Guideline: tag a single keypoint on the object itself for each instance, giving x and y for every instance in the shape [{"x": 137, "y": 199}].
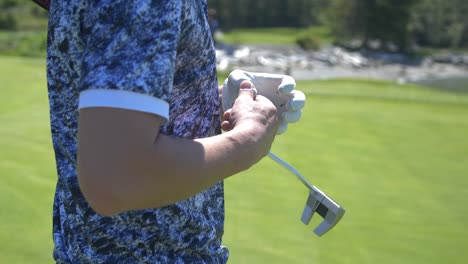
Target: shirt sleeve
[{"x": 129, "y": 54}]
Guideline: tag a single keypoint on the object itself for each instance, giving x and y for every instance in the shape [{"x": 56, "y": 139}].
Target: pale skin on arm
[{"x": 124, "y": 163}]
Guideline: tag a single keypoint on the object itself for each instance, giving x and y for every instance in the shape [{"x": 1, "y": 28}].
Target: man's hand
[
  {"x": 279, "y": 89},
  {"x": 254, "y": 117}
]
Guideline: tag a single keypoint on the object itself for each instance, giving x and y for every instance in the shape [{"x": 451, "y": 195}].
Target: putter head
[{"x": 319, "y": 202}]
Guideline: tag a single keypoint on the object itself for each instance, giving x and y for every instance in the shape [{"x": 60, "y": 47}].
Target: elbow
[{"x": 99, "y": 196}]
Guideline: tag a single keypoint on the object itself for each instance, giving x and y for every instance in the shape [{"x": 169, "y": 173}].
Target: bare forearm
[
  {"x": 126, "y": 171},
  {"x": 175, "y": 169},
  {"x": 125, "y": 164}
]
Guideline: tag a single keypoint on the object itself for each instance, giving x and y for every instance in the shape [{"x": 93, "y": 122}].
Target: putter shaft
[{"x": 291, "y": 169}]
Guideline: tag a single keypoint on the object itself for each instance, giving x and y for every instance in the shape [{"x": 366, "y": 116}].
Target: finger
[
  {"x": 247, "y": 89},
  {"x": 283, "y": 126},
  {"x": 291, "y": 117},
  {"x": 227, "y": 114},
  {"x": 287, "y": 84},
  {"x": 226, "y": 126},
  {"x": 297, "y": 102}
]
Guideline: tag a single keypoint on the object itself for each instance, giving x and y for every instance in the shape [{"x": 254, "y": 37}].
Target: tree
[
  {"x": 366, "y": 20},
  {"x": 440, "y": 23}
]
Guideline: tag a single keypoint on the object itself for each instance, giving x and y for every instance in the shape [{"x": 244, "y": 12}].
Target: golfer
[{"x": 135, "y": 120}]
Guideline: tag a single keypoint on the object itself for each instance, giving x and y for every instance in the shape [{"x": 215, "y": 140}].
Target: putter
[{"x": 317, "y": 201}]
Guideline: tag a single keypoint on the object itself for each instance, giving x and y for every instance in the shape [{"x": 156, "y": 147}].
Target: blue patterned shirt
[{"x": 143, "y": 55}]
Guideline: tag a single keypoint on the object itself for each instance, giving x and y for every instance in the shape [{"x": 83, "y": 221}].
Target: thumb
...
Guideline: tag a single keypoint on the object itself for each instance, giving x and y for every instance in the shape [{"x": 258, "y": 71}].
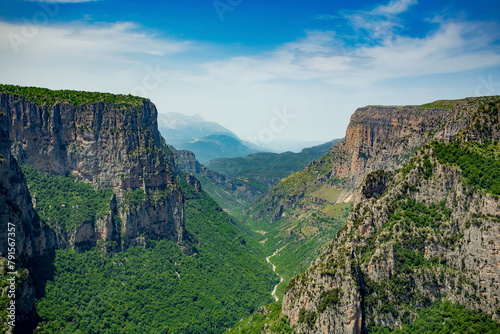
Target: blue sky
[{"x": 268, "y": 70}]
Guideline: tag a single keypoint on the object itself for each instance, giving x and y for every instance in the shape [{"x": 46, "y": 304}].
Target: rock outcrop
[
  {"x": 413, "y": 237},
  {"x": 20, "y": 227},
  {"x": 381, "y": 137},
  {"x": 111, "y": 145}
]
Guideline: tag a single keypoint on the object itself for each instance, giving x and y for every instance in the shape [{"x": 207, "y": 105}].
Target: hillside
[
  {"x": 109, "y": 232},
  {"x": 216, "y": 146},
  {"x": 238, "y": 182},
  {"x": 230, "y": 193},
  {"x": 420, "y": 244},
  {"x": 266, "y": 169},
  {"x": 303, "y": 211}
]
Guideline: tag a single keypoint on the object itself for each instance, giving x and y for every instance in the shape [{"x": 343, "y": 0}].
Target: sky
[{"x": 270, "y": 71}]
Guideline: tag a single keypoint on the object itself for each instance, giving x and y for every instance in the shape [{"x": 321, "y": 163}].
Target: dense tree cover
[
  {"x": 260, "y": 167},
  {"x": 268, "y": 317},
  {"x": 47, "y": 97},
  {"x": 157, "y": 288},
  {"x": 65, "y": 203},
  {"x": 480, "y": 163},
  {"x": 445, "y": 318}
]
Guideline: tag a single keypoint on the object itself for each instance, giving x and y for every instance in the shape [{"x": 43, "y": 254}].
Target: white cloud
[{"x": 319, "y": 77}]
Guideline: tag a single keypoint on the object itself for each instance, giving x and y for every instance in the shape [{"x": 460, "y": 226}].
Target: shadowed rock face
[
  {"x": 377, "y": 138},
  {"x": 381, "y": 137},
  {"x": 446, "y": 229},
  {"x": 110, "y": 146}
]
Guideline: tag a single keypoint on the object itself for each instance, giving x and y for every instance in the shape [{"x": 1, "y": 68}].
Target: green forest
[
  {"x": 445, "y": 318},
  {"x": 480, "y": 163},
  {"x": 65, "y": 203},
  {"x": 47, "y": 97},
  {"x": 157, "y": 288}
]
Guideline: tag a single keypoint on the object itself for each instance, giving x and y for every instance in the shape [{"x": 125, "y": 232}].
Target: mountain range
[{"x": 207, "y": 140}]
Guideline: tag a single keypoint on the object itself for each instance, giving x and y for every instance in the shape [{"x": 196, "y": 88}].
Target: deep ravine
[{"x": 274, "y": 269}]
...
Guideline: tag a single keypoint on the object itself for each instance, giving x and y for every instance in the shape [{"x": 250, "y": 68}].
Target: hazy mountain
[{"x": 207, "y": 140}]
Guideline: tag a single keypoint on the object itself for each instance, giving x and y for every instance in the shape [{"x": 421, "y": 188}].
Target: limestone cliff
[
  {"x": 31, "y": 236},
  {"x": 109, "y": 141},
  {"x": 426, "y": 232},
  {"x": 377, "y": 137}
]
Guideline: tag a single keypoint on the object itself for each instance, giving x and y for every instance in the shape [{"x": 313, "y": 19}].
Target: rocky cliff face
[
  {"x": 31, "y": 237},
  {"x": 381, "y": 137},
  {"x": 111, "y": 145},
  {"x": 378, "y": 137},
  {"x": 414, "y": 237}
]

THE PROBLEM —
Extract every line from the rows above that contains the string "blue". Treat uppercase and lowercase as different.

ANSWER TO THIS EXERCISE —
Target: blue patterned shirt
Target: blue sky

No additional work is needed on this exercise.